## Your instructions
Would you print the full listing word for word?

## Input data
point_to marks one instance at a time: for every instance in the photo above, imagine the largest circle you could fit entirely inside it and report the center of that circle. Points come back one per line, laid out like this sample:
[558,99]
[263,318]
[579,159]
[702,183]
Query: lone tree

## Exercise solution
point_to marks one instance at a time: for every instance in the photo above, imagine the largest circle you could fit entirely inside it and report the center of that circle. Points come back one per line, laid out like this sample:
[558,99]
[263,318]
[579,159]
[702,183]
Query: lone tree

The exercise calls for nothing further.